Data entries
=-=-=-=-=

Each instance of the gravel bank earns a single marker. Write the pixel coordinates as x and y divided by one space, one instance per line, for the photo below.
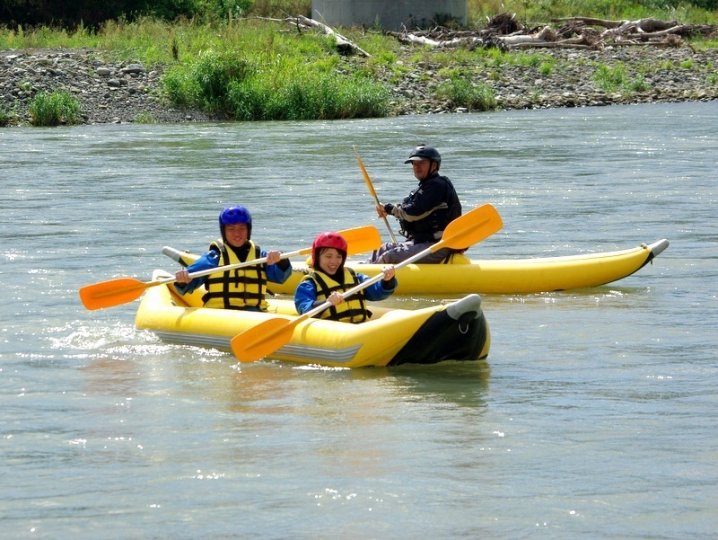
129 92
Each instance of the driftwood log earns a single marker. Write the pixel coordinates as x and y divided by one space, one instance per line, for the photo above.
343 45
505 32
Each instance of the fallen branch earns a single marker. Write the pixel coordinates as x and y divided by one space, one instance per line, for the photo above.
344 46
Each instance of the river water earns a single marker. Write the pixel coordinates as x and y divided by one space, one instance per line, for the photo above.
595 415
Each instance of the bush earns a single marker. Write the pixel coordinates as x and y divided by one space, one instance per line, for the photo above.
224 84
54 109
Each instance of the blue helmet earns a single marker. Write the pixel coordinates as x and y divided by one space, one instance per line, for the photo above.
233 215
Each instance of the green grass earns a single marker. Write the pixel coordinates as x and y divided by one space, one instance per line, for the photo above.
249 69
54 109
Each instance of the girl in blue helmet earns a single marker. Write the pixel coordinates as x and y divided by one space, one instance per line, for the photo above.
244 288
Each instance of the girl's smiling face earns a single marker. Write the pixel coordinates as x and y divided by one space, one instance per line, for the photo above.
330 260
236 234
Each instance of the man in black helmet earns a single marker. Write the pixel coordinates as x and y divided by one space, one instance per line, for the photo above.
424 214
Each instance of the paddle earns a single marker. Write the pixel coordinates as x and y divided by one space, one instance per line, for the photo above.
121 290
268 336
373 192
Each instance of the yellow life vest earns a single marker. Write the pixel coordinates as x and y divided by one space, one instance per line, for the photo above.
353 309
237 289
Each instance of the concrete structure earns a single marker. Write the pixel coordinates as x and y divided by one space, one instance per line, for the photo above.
389 14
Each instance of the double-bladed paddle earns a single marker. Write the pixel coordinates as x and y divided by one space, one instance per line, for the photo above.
373 192
115 292
268 336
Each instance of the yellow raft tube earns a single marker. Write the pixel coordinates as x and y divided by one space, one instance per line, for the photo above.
454 331
500 276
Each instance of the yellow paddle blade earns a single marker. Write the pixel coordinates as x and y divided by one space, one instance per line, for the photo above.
112 292
263 339
472 227
360 239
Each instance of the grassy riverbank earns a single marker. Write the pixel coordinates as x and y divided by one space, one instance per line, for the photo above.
253 68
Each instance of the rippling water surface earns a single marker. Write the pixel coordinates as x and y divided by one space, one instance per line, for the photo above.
594 417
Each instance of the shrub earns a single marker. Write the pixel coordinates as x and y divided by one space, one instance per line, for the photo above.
54 109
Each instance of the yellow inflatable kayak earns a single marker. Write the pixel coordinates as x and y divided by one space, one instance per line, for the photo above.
454 331
500 276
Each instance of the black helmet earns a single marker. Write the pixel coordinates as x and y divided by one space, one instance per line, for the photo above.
424 152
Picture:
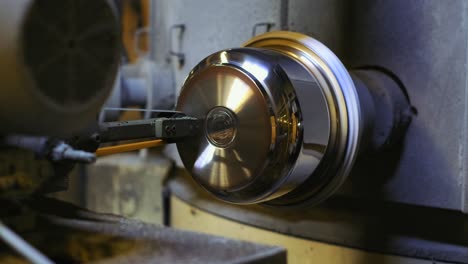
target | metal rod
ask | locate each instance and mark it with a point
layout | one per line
(22, 247)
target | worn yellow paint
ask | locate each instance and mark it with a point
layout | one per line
(184, 216)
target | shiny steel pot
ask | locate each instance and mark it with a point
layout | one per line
(283, 121)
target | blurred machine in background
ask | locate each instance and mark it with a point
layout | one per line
(334, 129)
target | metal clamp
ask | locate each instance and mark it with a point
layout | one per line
(179, 54)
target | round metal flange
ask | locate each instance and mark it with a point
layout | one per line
(282, 122)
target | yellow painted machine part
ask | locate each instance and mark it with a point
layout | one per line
(184, 216)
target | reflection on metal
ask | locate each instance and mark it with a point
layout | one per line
(300, 250)
(284, 121)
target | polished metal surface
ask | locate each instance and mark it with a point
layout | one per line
(223, 156)
(282, 121)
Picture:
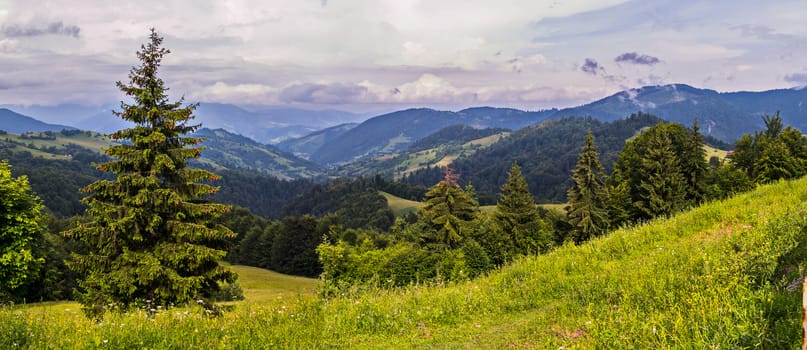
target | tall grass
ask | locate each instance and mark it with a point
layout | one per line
(713, 277)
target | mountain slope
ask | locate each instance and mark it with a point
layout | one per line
(715, 277)
(726, 116)
(546, 153)
(16, 123)
(396, 131)
(228, 150)
(306, 145)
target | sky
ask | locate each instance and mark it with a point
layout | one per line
(374, 55)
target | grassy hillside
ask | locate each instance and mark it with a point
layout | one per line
(714, 277)
(399, 205)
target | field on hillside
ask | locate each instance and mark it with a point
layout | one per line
(55, 146)
(715, 277)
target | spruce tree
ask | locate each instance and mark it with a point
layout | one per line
(517, 215)
(663, 186)
(587, 209)
(447, 213)
(151, 238)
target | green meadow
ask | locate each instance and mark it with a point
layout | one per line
(720, 276)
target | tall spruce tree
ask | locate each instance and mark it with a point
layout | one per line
(587, 210)
(447, 212)
(663, 187)
(517, 215)
(150, 237)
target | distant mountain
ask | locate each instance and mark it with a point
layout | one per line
(726, 116)
(306, 145)
(396, 131)
(16, 123)
(438, 149)
(232, 151)
(546, 153)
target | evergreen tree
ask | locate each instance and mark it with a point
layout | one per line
(663, 188)
(150, 237)
(587, 197)
(21, 225)
(447, 212)
(517, 215)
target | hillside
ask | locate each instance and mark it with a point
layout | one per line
(713, 277)
(16, 123)
(306, 145)
(396, 131)
(546, 153)
(232, 151)
(438, 149)
(726, 116)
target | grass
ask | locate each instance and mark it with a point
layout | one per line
(710, 278)
(400, 206)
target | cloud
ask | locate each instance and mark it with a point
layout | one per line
(592, 67)
(54, 28)
(796, 78)
(635, 58)
(333, 94)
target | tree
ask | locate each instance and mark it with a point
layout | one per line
(663, 187)
(587, 211)
(517, 215)
(447, 212)
(21, 224)
(151, 238)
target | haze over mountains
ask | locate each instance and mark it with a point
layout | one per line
(332, 137)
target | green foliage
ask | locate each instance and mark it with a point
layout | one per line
(150, 238)
(517, 215)
(447, 213)
(586, 212)
(21, 225)
(775, 153)
(663, 170)
(712, 278)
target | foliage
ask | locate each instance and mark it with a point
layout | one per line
(715, 277)
(21, 225)
(586, 211)
(517, 216)
(150, 239)
(447, 212)
(662, 171)
(775, 153)
(546, 153)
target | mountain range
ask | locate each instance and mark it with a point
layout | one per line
(331, 138)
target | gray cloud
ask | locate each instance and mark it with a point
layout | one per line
(55, 28)
(337, 93)
(635, 58)
(592, 67)
(796, 78)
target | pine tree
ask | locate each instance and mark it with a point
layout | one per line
(447, 212)
(517, 215)
(150, 237)
(21, 224)
(663, 188)
(587, 212)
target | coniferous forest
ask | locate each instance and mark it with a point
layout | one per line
(614, 232)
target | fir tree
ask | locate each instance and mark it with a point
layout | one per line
(663, 187)
(150, 237)
(21, 224)
(447, 212)
(587, 211)
(517, 215)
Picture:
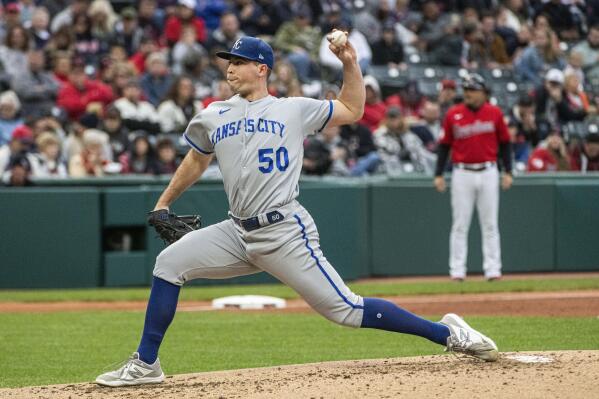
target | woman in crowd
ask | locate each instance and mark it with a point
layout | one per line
(179, 107)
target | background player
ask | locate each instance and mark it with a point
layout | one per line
(258, 141)
(474, 131)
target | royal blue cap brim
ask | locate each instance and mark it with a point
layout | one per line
(226, 55)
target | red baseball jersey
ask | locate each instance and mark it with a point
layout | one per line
(474, 135)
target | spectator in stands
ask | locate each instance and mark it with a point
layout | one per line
(561, 19)
(228, 31)
(150, 20)
(586, 157)
(410, 100)
(91, 160)
(428, 127)
(284, 81)
(493, 52)
(367, 23)
(118, 74)
(325, 153)
(127, 32)
(9, 19)
(37, 88)
(375, 108)
(147, 46)
(516, 14)
(136, 113)
(156, 82)
(166, 157)
(9, 115)
(185, 47)
(432, 28)
(87, 46)
(357, 39)
(118, 134)
(249, 14)
(447, 95)
(13, 53)
(184, 17)
(103, 19)
(550, 155)
(300, 42)
(400, 150)
(79, 92)
(179, 106)
(61, 67)
(38, 30)
(523, 129)
(66, 17)
(450, 48)
(47, 162)
(18, 173)
(576, 98)
(221, 91)
(362, 156)
(62, 40)
(388, 50)
(140, 158)
(589, 49)
(197, 68)
(574, 66)
(19, 144)
(539, 56)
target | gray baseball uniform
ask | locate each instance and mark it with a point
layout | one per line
(259, 148)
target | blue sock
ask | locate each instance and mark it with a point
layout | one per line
(385, 315)
(159, 314)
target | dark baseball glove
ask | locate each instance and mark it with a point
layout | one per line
(171, 227)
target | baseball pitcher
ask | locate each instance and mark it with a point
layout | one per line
(474, 131)
(258, 141)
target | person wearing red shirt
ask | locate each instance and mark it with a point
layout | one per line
(374, 109)
(184, 17)
(75, 95)
(475, 132)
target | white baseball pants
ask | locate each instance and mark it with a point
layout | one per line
(467, 189)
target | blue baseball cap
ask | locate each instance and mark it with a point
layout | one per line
(250, 48)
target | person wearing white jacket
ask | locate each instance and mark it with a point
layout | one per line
(179, 107)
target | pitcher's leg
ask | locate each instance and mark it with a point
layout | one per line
(213, 252)
(462, 204)
(488, 210)
(305, 269)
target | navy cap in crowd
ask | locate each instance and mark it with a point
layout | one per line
(250, 48)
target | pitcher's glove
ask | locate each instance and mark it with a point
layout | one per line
(171, 227)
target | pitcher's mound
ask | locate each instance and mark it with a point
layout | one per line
(568, 374)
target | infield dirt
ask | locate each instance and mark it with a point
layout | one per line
(570, 374)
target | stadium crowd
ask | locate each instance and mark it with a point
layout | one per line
(96, 88)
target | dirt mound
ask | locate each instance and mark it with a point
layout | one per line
(569, 374)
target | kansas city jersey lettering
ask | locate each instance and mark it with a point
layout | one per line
(249, 126)
(259, 147)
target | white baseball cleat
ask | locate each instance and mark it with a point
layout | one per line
(133, 372)
(465, 339)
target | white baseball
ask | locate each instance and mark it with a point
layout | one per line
(337, 38)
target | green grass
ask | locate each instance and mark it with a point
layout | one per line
(54, 348)
(362, 288)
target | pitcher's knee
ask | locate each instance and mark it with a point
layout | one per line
(345, 311)
(166, 269)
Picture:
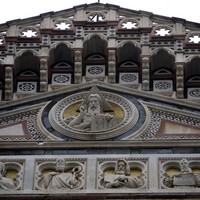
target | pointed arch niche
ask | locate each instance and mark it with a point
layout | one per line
(26, 73)
(128, 69)
(95, 57)
(61, 65)
(162, 71)
(2, 81)
(192, 78)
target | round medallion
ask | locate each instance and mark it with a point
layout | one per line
(94, 115)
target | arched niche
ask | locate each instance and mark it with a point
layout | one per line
(192, 78)
(61, 64)
(162, 71)
(2, 81)
(27, 72)
(128, 64)
(95, 56)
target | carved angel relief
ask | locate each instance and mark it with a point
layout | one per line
(10, 176)
(94, 114)
(60, 175)
(122, 174)
(181, 174)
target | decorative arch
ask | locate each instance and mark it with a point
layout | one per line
(192, 77)
(55, 44)
(135, 43)
(27, 72)
(163, 30)
(61, 63)
(128, 63)
(95, 56)
(19, 53)
(168, 50)
(89, 36)
(162, 70)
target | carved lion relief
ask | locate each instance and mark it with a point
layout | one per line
(180, 173)
(11, 175)
(122, 174)
(59, 174)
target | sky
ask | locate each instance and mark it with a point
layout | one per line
(20, 9)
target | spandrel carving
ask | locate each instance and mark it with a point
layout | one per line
(183, 175)
(59, 175)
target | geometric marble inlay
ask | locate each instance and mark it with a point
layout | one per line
(170, 127)
(26, 87)
(95, 70)
(162, 85)
(59, 79)
(127, 78)
(15, 130)
(193, 93)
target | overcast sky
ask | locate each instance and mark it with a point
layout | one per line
(15, 9)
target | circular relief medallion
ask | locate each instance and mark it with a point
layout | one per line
(93, 115)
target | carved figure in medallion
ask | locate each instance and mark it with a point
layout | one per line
(92, 116)
(122, 177)
(184, 178)
(5, 183)
(60, 179)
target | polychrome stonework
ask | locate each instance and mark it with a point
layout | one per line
(99, 102)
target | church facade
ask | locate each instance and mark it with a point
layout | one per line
(99, 102)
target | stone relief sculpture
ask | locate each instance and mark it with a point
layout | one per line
(8, 182)
(61, 177)
(93, 115)
(185, 178)
(122, 177)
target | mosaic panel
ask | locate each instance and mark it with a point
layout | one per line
(59, 79)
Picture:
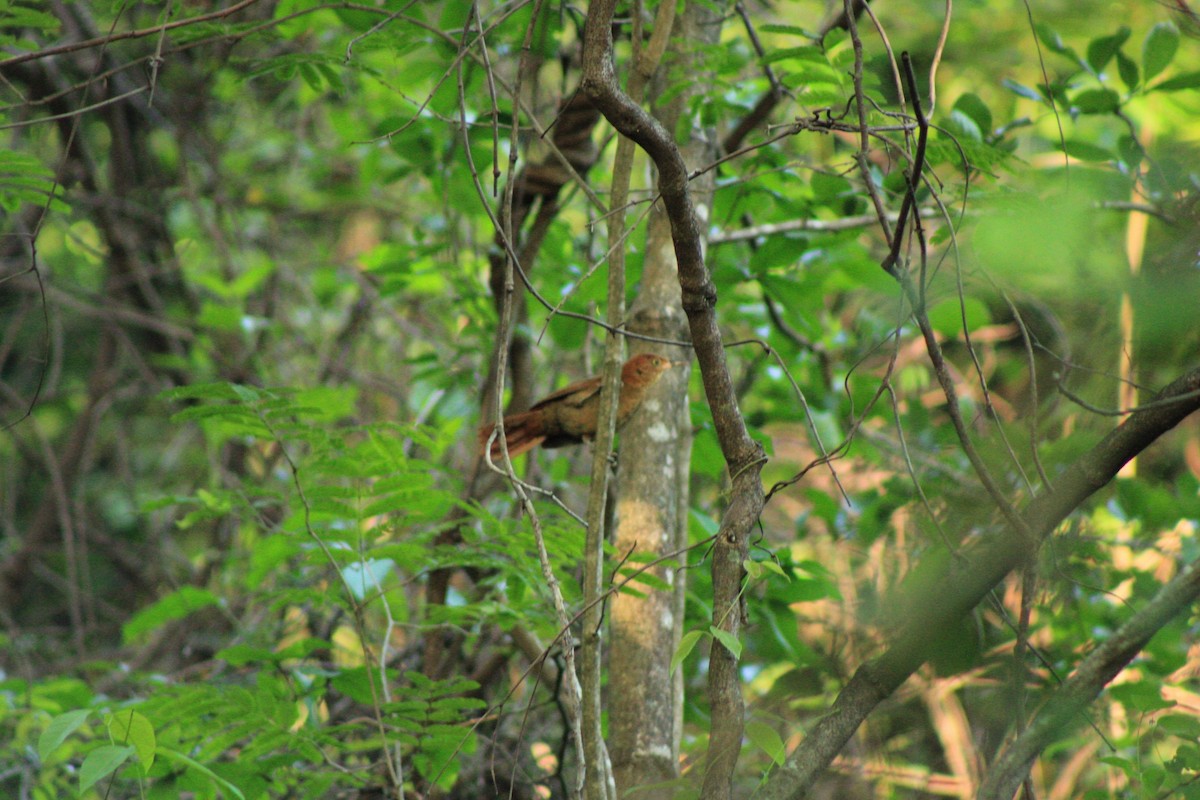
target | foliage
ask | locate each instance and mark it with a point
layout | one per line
(249, 263)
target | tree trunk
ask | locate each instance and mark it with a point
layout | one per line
(646, 701)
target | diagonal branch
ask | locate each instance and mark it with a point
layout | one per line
(1090, 678)
(742, 453)
(942, 590)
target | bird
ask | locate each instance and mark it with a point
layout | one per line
(569, 415)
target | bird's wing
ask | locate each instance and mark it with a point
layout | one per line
(574, 395)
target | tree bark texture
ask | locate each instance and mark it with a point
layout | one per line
(652, 504)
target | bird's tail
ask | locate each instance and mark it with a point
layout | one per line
(522, 431)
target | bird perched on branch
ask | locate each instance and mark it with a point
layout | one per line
(569, 415)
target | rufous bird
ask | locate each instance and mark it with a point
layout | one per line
(569, 415)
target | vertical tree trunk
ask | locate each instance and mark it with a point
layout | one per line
(646, 702)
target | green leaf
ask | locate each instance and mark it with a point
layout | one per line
(687, 644)
(1158, 49)
(807, 53)
(973, 108)
(1054, 42)
(101, 763)
(1186, 80)
(947, 317)
(1096, 101)
(1021, 90)
(129, 727)
(1101, 50)
(1128, 71)
(767, 739)
(174, 606)
(731, 642)
(175, 756)
(1085, 151)
(60, 727)
(1140, 697)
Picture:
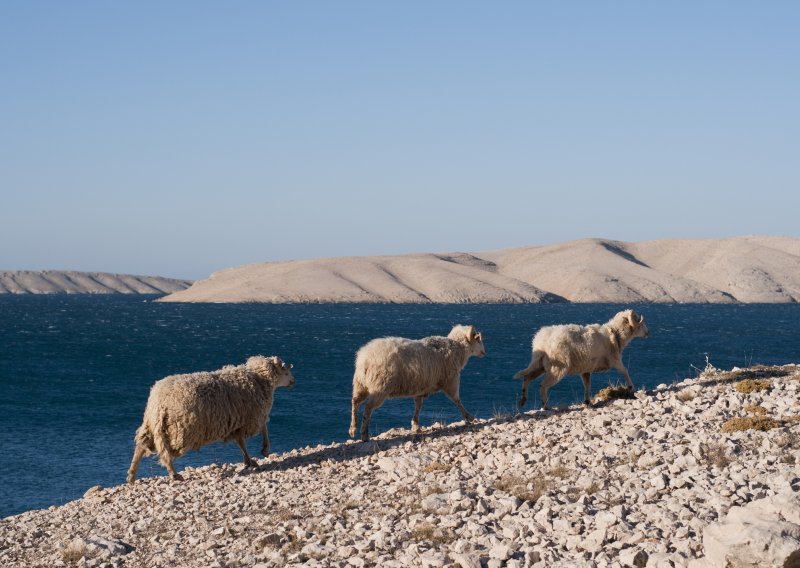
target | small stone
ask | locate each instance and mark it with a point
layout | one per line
(634, 557)
(500, 552)
(466, 560)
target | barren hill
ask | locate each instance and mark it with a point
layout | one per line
(69, 282)
(739, 269)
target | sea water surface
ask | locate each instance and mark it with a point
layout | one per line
(75, 371)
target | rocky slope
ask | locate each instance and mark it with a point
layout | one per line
(627, 483)
(69, 282)
(741, 269)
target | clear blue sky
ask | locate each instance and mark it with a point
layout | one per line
(178, 138)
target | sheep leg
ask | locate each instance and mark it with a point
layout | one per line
(621, 368)
(264, 441)
(373, 402)
(138, 454)
(457, 401)
(548, 381)
(587, 388)
(248, 461)
(166, 461)
(418, 400)
(526, 383)
(358, 398)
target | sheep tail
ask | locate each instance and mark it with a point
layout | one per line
(144, 438)
(159, 436)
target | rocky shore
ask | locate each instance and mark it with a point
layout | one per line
(679, 475)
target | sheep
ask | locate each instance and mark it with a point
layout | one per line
(186, 412)
(393, 367)
(561, 350)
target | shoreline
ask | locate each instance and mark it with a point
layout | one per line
(641, 477)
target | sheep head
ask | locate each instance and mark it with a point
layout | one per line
(471, 337)
(272, 368)
(633, 323)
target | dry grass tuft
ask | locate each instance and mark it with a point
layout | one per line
(431, 489)
(437, 467)
(284, 514)
(756, 409)
(715, 454)
(76, 550)
(611, 393)
(788, 441)
(755, 372)
(593, 488)
(560, 472)
(518, 486)
(748, 386)
(739, 424)
(427, 532)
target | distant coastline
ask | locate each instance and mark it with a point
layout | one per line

=-=-=-=-=

REQUIREMENT: Read through the records above and copy the lines that contain "trunk".

RESPONSE TO THE TASK:
target | tree trunk
target | vertical tree trunk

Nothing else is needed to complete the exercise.